» Required work:
Please gather every line of the material below that contains the word "each", treating uppercase and lowercase as different.

» Data:

::::::

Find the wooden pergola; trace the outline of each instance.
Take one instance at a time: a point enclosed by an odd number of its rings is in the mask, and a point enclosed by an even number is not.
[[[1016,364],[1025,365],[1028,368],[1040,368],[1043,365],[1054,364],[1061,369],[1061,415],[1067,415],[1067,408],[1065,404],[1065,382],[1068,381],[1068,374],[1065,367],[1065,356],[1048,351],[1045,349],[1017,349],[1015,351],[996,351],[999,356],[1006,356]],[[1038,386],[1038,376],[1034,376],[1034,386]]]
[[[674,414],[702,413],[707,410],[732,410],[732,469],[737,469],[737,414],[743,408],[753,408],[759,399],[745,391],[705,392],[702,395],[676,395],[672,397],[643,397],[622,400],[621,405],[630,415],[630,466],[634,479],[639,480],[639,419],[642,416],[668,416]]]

::::::

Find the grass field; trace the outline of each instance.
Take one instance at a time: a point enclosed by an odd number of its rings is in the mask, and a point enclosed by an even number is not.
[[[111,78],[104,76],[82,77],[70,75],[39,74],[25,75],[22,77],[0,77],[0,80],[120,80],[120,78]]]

::::::

» Result for this task:
Find the wooden pergola; trace the outline of each instance.
Find the grass field; trace the outline of each instance.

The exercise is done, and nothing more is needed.